### Given task
Please state how many lines of the items below contain the string "boat", counting case, and give only the number.

++++ Records shown

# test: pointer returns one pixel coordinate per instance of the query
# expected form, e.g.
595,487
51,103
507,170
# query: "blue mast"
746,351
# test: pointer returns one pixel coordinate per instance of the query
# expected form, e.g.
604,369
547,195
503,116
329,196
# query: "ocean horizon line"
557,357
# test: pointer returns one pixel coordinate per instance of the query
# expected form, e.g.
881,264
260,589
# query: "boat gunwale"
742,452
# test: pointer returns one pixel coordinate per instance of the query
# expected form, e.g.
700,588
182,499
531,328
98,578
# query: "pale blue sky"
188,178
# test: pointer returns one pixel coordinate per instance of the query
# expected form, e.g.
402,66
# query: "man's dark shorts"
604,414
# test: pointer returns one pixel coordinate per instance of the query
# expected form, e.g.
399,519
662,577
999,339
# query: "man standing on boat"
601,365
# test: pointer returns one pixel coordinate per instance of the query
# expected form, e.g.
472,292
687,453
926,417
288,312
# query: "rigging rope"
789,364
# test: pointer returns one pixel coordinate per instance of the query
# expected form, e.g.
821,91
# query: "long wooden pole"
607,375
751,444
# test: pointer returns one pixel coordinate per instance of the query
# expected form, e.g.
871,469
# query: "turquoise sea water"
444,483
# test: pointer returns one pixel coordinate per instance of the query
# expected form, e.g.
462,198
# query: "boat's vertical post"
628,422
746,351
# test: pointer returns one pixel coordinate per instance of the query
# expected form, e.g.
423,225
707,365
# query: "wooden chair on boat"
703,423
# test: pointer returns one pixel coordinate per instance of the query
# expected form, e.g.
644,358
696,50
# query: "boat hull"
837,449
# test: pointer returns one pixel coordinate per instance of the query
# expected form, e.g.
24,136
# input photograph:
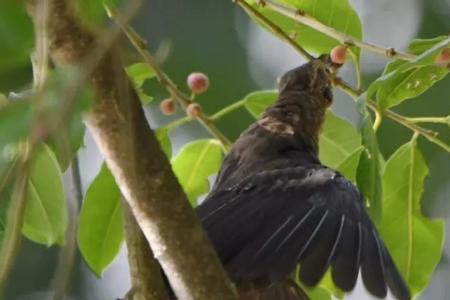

++++++++

### Solution
5